(Source data)
__________________________________________________

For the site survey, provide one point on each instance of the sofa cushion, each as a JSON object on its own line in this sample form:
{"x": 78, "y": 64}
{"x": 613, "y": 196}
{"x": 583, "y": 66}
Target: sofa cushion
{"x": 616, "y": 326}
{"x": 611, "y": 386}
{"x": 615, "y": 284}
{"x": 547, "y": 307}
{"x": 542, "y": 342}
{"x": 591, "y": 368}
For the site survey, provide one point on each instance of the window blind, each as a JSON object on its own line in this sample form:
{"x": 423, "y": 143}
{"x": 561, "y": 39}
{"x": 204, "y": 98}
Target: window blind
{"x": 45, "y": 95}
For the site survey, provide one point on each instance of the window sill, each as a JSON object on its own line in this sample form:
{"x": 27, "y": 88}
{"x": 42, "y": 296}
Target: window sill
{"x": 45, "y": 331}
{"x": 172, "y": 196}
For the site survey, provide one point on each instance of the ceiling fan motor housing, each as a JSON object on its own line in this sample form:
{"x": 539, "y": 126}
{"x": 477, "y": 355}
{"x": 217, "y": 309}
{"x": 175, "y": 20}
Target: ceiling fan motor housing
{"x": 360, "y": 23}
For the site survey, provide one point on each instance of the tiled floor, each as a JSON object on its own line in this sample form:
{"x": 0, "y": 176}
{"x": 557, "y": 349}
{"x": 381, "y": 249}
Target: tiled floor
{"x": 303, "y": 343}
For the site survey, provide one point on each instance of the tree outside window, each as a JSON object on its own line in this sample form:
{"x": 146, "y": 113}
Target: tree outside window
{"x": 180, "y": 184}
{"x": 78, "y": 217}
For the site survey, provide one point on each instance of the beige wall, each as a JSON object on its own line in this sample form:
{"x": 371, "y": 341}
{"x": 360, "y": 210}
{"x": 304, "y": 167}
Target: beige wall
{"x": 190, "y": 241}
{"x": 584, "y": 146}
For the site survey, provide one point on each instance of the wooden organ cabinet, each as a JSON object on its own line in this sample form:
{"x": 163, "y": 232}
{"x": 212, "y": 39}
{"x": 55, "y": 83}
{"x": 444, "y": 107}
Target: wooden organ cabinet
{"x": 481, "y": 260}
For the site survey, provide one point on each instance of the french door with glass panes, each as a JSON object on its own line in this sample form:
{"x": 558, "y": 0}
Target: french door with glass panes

__________________________________________________

Written problem:
Rewrite the entries from the line containing "of the wooden" through the end, putting "home inspection" in place of "site survey" and leaving everything else as it is.

Correct result:
For the home inspection, provide one point on each instance of the wooden organ cabinet, each as a JSON object on its own line in this sample form:
{"x": 163, "y": 232}
{"x": 212, "y": 39}
{"x": 55, "y": 83}
{"x": 444, "y": 107}
Target: wooden organ cabinet
{"x": 481, "y": 260}
For the home inspection, provide one point on each instance of the french door with glass panes, each as a JSON object on its own line in this sample form:
{"x": 558, "y": 0}
Target: french door with glass panes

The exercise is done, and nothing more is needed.